本文抜粋 =
↓↓↓
Q: 生命保険を活用した「自社株買い取り」による事業承継対策とは、どのようなものですか。

A:社長が死亡すると、相続人(後継者など)が自社株を取得します。もし自社株の評価額が高くて相続税の支払いができないときに、相続人は会社に自社株を売却し(会社から見れば相続人から自社株を買い取り)、その売却代金で、相続人は相続税を支払うことができるというものです。生命保険金は会社が自社株を買い取るときの資金準備に必要となります。相続はいつ発生するのか分かりません。しかし、会社は自社株買い取りのための資金を常に保有しておくわけにもいきません。そこで、契約者・保険金受取人を会社、社長を被保険者とする生命保険で資金準備をするのです。
↑↑↑
課題 1 =
事業承継対策の本文では、生命保険の契約者と保険金受取人を誰にするとされていますか。
課題 2 =
事業承継対策の本文から、「Q: 生命保険を活用した「自」で始まり「保険で資金準備をするのです。」で終わる部分を一字も変えずに書き写してください。

データ抜粋 =
↓↓↓
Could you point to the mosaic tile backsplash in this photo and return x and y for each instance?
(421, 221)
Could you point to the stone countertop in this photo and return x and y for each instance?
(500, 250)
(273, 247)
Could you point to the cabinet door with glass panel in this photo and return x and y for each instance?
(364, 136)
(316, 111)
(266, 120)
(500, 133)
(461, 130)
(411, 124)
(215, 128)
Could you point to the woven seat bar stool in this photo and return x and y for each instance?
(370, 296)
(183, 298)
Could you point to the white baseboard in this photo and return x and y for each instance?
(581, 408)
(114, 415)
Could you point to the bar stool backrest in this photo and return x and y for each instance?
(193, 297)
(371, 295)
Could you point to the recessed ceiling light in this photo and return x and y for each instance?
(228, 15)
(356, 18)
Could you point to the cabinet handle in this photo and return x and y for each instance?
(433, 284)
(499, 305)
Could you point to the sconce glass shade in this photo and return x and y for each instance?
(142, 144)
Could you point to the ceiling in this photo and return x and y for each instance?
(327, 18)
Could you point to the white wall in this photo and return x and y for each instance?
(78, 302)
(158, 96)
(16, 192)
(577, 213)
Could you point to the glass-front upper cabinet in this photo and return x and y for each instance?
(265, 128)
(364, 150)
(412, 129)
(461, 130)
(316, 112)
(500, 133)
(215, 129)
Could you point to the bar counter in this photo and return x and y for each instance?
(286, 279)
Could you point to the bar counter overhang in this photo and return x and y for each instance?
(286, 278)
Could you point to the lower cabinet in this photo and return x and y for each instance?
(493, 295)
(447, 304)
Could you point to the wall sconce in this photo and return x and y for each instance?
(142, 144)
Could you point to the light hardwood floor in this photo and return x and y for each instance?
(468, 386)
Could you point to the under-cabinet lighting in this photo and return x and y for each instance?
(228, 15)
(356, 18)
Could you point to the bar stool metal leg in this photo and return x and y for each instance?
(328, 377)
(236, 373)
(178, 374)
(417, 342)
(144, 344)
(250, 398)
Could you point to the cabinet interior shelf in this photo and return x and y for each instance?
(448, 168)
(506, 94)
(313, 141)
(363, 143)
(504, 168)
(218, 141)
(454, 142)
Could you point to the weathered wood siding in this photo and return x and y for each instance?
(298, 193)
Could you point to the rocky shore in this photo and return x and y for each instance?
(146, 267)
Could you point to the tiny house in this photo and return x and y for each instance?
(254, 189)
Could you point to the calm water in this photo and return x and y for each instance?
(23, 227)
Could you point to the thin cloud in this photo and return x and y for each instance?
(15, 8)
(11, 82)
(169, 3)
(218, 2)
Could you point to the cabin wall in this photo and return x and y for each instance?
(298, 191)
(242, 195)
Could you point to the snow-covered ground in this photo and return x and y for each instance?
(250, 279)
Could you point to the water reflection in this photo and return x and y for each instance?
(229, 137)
↑↑↑
解答 1 =
会社です。

解答 2 =
Q: 生命保険を活用した「自社株買い取り」による事業承継対策とは、どのようなものですか。

A:社長が死亡すると、相続人(後継者など)が自社株を取得します。もし自社株の評価額が高くて相続税の支払いができないときに、相続人は会社に自社株を売却し(会社から見れば相続人から自社株を買い取り)、その売却代金で、相続人は相続税を支払うことができるというものです。生命保険金は会社が自社株を買い取るときの資金準備に必要となります。相続はいつ発生するのか分かりません。しかし、会社は自社株買い取りのための資金を常に保有しておくわけにもいきません。そこで、契約者・保険金受取人を会社、社長を被保険者とする生命保険で資金準備をするのです。